**REQUIRED WORK:**
Return each of the records below word for word, and leave the pictures out of your answer.

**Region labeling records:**
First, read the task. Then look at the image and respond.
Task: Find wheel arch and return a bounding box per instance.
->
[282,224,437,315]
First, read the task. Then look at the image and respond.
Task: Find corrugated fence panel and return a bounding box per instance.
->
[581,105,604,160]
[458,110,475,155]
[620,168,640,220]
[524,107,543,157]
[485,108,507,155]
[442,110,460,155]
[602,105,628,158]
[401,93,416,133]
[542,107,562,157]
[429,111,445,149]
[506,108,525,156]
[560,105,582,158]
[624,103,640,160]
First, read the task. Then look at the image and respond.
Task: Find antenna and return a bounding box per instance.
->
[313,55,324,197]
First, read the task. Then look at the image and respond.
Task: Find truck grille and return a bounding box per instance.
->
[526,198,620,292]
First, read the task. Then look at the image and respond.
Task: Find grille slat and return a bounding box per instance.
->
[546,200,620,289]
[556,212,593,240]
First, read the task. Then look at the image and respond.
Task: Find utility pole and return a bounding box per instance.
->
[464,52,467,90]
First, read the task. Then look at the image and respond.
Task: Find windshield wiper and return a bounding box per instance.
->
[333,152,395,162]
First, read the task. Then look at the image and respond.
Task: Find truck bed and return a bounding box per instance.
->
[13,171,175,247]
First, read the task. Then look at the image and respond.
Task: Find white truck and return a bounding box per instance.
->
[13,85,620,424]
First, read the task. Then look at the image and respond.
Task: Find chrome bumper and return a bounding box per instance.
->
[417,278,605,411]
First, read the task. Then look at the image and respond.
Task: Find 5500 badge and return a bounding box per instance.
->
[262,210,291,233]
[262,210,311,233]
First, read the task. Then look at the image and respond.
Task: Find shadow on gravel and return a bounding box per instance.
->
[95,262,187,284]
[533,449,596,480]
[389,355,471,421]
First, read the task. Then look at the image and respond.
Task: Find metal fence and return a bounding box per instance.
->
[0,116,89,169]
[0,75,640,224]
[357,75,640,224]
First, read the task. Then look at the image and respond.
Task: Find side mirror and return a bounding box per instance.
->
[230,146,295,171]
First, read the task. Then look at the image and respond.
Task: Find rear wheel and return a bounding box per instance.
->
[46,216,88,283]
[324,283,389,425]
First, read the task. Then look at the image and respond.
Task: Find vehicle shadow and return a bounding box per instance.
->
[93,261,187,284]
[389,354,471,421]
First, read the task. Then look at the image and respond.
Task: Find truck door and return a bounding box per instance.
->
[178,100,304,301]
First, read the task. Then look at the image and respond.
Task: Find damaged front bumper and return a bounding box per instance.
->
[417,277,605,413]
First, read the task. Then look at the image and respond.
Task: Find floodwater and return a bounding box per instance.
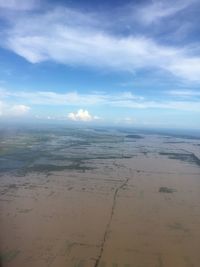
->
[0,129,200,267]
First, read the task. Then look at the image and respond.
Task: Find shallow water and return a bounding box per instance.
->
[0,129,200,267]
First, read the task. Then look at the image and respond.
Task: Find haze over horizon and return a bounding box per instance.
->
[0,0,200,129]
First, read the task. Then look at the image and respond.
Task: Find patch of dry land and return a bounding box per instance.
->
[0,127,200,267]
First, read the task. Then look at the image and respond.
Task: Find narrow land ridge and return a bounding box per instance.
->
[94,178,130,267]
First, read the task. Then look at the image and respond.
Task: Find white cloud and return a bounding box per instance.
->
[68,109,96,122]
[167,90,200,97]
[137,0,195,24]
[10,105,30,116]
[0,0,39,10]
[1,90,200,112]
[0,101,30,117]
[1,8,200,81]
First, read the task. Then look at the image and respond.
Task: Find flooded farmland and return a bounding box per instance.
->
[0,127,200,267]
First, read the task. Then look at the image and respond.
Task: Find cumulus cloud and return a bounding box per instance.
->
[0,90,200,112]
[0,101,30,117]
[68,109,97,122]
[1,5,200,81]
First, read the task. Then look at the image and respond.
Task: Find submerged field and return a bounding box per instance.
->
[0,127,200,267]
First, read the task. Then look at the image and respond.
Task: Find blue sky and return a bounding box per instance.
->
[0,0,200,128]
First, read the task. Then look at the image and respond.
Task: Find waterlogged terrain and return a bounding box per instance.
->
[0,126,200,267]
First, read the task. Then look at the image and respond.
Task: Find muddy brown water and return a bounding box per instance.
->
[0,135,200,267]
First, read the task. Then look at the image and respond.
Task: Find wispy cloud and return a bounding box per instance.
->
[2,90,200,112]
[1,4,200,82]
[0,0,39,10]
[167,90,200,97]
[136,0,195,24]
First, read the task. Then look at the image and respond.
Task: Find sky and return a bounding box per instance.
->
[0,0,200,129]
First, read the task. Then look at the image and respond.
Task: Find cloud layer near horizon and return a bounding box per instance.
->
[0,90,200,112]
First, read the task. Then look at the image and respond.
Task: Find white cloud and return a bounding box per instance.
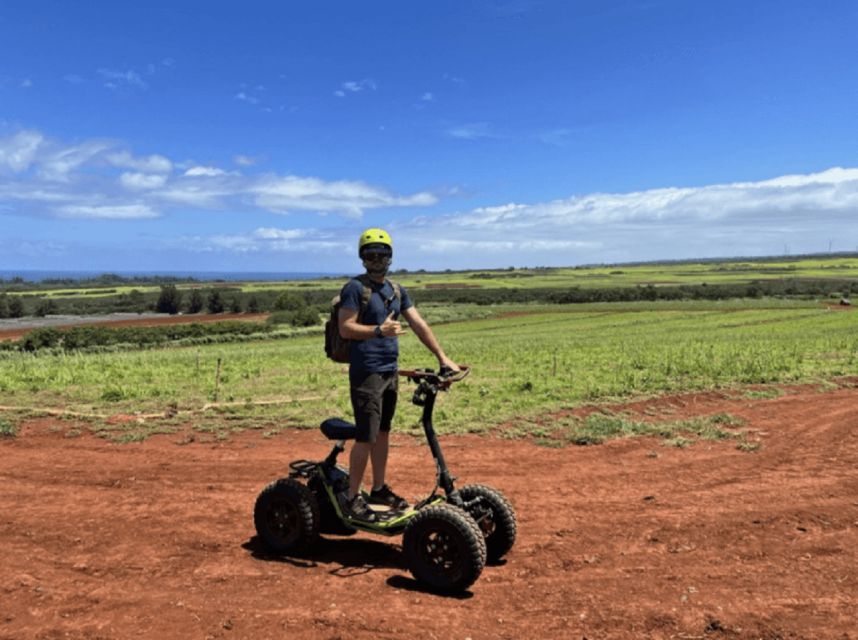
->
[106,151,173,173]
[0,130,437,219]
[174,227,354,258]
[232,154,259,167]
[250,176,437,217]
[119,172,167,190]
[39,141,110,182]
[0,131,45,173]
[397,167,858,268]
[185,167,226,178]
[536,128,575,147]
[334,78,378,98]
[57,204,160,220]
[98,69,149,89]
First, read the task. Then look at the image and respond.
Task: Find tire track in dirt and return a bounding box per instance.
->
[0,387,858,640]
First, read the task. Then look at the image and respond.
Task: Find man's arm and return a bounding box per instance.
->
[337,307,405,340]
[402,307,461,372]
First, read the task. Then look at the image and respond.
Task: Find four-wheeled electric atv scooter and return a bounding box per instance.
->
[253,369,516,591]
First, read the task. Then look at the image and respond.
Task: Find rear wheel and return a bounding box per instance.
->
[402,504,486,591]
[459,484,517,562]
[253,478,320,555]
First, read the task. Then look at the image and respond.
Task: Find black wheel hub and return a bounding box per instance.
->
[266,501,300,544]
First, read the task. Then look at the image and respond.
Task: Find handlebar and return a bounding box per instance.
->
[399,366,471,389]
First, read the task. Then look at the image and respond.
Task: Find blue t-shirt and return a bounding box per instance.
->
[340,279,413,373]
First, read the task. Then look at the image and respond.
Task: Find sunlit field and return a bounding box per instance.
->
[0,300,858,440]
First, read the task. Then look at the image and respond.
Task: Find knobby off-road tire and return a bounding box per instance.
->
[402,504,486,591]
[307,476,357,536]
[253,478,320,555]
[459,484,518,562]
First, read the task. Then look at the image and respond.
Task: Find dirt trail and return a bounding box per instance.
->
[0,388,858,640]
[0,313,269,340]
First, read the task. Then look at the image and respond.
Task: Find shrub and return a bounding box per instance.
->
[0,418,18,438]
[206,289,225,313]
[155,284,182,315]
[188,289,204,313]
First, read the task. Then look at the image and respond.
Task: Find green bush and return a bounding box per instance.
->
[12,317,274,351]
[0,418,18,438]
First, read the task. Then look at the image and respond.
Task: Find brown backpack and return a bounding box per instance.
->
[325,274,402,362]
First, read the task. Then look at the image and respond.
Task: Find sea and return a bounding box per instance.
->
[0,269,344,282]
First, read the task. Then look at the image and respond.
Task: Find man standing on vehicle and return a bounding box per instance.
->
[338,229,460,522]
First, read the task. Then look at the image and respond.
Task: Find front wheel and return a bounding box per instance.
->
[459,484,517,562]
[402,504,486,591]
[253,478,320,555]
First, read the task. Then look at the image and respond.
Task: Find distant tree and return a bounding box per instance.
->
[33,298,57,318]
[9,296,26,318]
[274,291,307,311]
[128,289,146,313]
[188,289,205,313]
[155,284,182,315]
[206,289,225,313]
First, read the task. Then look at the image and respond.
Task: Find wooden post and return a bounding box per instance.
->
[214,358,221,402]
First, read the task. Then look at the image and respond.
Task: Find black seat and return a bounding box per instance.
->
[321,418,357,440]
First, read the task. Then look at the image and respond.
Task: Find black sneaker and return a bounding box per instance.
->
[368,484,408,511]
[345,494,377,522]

**FINAL ANSWER:**
First, read the task. Then look at the image and respond.
Task: Find wheel arch and return a bounding box per instance.
->
[282,224,437,315]
First, read the task. Then look at the image and respond.
Task: Find corrugated fence panel and return a bounding box per instance.
->
[581,105,604,160]
[458,110,475,155]
[620,168,640,220]
[524,107,543,157]
[485,108,507,155]
[442,110,460,155]
[602,105,628,158]
[401,93,416,133]
[542,107,562,157]
[429,111,445,149]
[506,108,525,156]
[560,105,582,158]
[624,103,640,160]
First, read the task. Then look at the image and respond.
Task: Find antenna and return a bounding box per instance.
->
[313,55,324,197]
First, read the task. Then look at the image and respond.
Task: Find truck grille and return a bounding box per instance.
->
[526,198,620,292]
First, read the task. Then look at the image and respond.
Task: Find grille slat and return a bounding box per instance.
->
[546,200,620,289]
[556,212,593,240]
First, read the task. Then look at the image and respond.
Task: Find utility pole and return a bounding box per instance.
->
[464,52,467,90]
First, read the task. Then look at the image and respond.
Task: Find windshield wiper and return a bounding box per instance.
->
[333,152,395,162]
First, read the task. Then look at the image and respond.
Task: Find truck bed and return a bounding box per instance.
->
[13,171,175,247]
First, read the task. Then look at the image and respond.
Task: Find white truck and return a bounding box per instance.
->
[13,85,620,424]
First, read the task. Then look at the image and respond.
Task: Find chrome bumper and return a bounding box per instance.
->
[417,278,605,411]
First, read the task. Then look at the image and respond.
Task: Find 5500 badge and return a bounding box per instance.
->
[262,210,291,233]
[262,210,311,233]
First, read the task. Then look at the image and respond.
Task: Find shadow on gravel and return a bounding box per instance.
->
[95,262,187,284]
[533,449,596,480]
[389,355,471,421]
First, read the task. Then look at the image and respond.
Task: Find metal fence and return a bounding box per instance.
->
[0,116,89,169]
[0,75,640,224]
[357,75,640,224]
First, read the task. Then look at the image and respond.
Task: Find side mirror and return a bounding box per instance.
->
[230,146,295,171]
First, read the task. Then look at the image and respond.
Task: Find rear wheel and return a bounding box per instance.
->
[46,216,88,283]
[324,283,389,425]
First, read the task. Then look at the image and respond.
Task: Find vehicle shadow and return a bounding box per instance.
->
[93,261,187,284]
[389,354,471,421]
First, read the task. Then look at the image and respond.
Task: Find truck door and return a bounding box per instance.
->
[178,100,304,301]
First, read the task. Then look at the image and respond.
Task: Find damaged front bumper and return a bounding box per instance.
->
[417,277,605,413]
First, read the task. Then look at the image and respond.
Task: Find floodwater and return a bounding box per instance.
->
[0,129,200,267]
First, read the task. Then look at the image and respond.
Task: Find shallow water and return a bounding box per instance.
->
[0,129,200,267]
First, read the task. Then look at the image and respond.
Task: Find haze over horizon and return a bounding box per instance.
->
[0,0,200,129]
First, read the task. Then look at the image and respond.
Task: Find patch of dry land and return a bounding box per instance.
->
[0,127,200,267]
First, read the task. Then look at the image and respond.
Task: Find narrow land ridge and return a bounding box per instance.
->
[94,178,130,267]
First, read the task. Then look at the image and respond.
Task: Find white cloud and return a bounding box per instance.
->
[68,109,96,122]
[167,90,200,97]
[137,0,195,24]
[10,105,30,116]
[0,0,39,10]
[1,90,200,112]
[0,101,30,117]
[1,8,200,81]
First, read the task. Then look at the image and respond.
Task: Find flooded farmland and return a bounding box per instance.
->
[0,127,200,267]
First, read the task. Then look at the image and respond.
Task: Find cumulus cloud and return a bounding box per instance.
->
[0,90,200,112]
[0,101,30,117]
[68,109,97,122]
[1,5,200,81]
First, read the task. Then look at the image and respond.
Task: Find submerged field and return a bounding box per instance.
->
[0,127,200,267]
First, read the task. Then look at the image and respond.
Task: Find blue sky and return a bounding box per instance.
->
[0,0,200,128]
First, read the task. Then look at the image and respond.
Task: Find waterlogged terrain and return a bounding box per instance.
->
[0,126,200,267]
First, read the task. Then look at the image and respond.
Task: Find muddy brown water and return a bounding box per instance.
->
[0,135,200,267]
First, read the task. Then look at the image and respond.
Task: Find wispy cloud and return a bounding box per instance.
->
[2,90,200,112]
[1,4,200,82]
[0,0,39,10]
[167,90,200,97]
[136,0,195,24]
First, read the task. Then look at the image and respond.
Task: Find sky and return a bounding box per instance.
->
[0,0,200,129]
First, read the task. Then look at the image and respond.
Task: Find cloud layer near horizon and return a bounding box per instance.
->
[0,90,200,112]
First, read the task. Then look at the image and respond.
Task: Find white cloud and return a bounding box per instance.
->
[106,151,173,173]
[0,130,437,219]
[174,227,354,258]
[232,154,259,167]
[250,176,437,217]
[119,172,167,190]
[39,141,110,182]
[0,131,45,173]
[397,167,858,268]
[185,167,226,178]
[536,128,575,147]
[334,78,378,98]
[57,204,160,220]
[98,69,149,89]
First, read the task. Then look at the image and respond.
Task: Find tire track in dirt and return a bounding box per instance.
->
[0,387,858,640]
First, read the task. Then look at the image and respond.
Task: Find man's arm and return a bounding box per instance.
->
[337,307,405,340]
[402,307,461,372]
First, read the task. Then look at the image and respond.
Task: Find four-wheeled electric atv scooter and return a bounding box per instance.
->
[253,369,516,591]
First, read the task. Then look at the image and respond.
Task: Find rear wheel and return a bounding box per instance.
->
[402,504,486,591]
[459,484,517,562]
[253,478,320,555]
First, read the task. Then look at the image and respond.
Task: Find black wheel hub and return a bounding box per instance.
->
[266,501,300,544]
First, read the task. Then look at the image and respond.
Task: Find handlebar and return a bounding box per instance.
->
[399,366,471,389]
First, read the task. Then look at the image and respond.
Task: Find blue t-shirt and return a bounding box per instance.
->
[340,279,413,373]
First, read the task. Then look at the image and respond.
Task: Find sunlit field and return a bounding box per instance.
->
[0,300,858,440]
First, read the task. Then look at the image and respond.
Task: Find knobby off-road tire and return a bounding box per instance.
->
[402,504,486,591]
[307,476,357,536]
[253,478,320,555]
[459,484,518,562]
First, read the task. Then look at the image and respond.
Task: Find dirt trail and return a bounding box per instance.
->
[0,388,858,640]
[0,313,269,340]
First, read the task. Then look at the image and respond.
Task: Find shrub and return a bounding box per instance.
->
[0,418,18,438]
[206,289,225,313]
[155,284,182,315]
[188,289,204,313]
First, read the task. Then look at the image and respond.
Task: Find green bush and return a bounding box per instance.
->
[12,317,274,351]
[0,418,18,438]
First, read the task. Then look at the image and respond.
Task: Find brown backpack and return a bounding box per instance.
->
[325,274,402,362]
First, read the task. Then look at the image and respond.
Task: Find sea and return a bounding box per instance.
->
[0,269,344,282]
First, read the task. Then look at the image and respond.
Task: Find man standing on vehicle and return a bounding box per instance.
->
[338,229,460,522]
First, read the task. Then look at the image and respond.
Task: Find front wheel and return a bounding box per instance.
->
[459,484,517,562]
[402,504,486,591]
[253,478,320,555]
First, read the task. Then look at the image and respond.
Task: Find distant tree and return a bounding box per instance.
->
[33,298,57,318]
[9,296,26,318]
[274,291,307,311]
[128,289,146,313]
[188,289,205,313]
[155,284,182,315]
[206,289,225,313]
First, read the task. Then look at the image and respond.
Task: Find wooden post and return a bounding box per instance.
->
[214,358,221,402]
First, read the task. Then look at the image and respond.
Task: Find black seat and return a bounding box per instance.
->
[321,418,357,440]
First, read the task. Then look at the image and respond.
Task: Find black sneaker and return a bounding box per instance.
->
[368,484,408,511]
[345,494,377,522]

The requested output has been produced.